■ **INPUT ROWS**
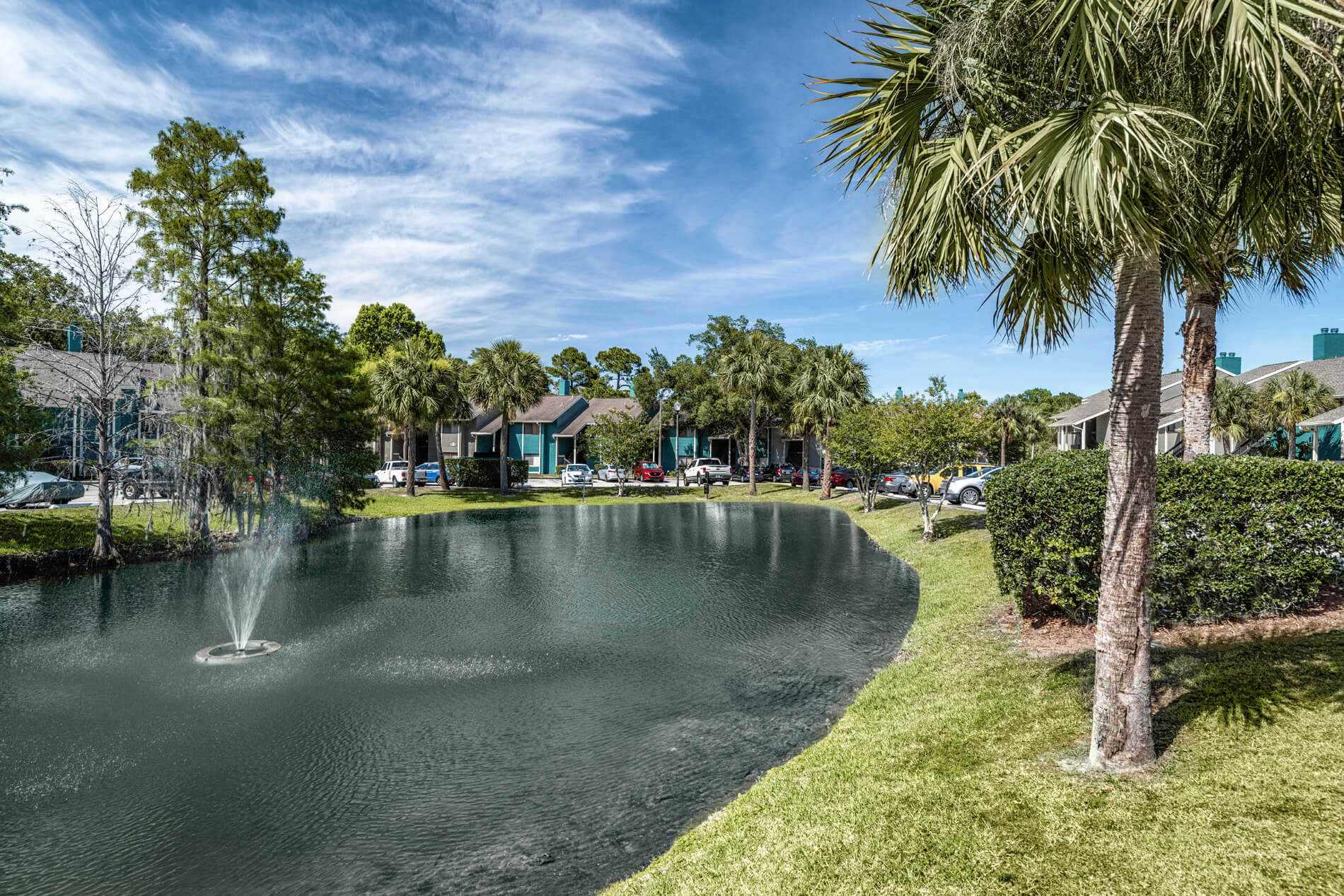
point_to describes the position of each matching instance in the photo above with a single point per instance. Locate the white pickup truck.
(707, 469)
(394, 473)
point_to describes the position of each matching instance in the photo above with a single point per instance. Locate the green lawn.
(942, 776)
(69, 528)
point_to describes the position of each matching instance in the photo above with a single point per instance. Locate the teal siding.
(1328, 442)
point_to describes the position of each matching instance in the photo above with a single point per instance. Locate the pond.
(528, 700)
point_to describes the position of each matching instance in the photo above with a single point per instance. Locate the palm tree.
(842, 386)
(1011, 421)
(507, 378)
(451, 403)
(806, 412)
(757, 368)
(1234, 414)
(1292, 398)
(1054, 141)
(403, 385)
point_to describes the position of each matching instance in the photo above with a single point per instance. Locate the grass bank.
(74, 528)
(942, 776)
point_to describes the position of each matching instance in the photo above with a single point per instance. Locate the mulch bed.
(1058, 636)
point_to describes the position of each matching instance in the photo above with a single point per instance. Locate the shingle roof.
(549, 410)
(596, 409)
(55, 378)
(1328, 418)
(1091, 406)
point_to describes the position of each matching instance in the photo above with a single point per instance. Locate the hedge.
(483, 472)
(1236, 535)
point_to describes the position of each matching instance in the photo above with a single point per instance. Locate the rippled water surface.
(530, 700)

■ **SET EXERCISE**
Copy out everything from the line containing "the grass bank." down to the end of the rows. Keep the wording unchanged, but multiply every point coordinate in the answers by 1.5 and round to whole numbers, with halves rounded up.

■ **WORKED ANSWER**
point_to describes the position of each matching instance in the photo above with a single point per instance. Locate the grass bank.
(111, 792)
(1413, 1164)
point_to describes the position of each matching instance in the photo above with a single point per instance. Locate the mulch bed.
(1587, 954)
point_to describes the position of each matching instance in the photo above with a single point per instance. Locate the shingle roof.
(824, 615)
(894, 614)
(83, 567)
(1992, 627)
(1637, 609)
point_to describes the position of each matching instance in the photo above with a single point per instance. Locate the hedge.
(725, 708)
(1854, 803)
point_to describes the position of each matching instance in the photo above with a single point per instance. Locate the rippled water surface.
(795, 1050)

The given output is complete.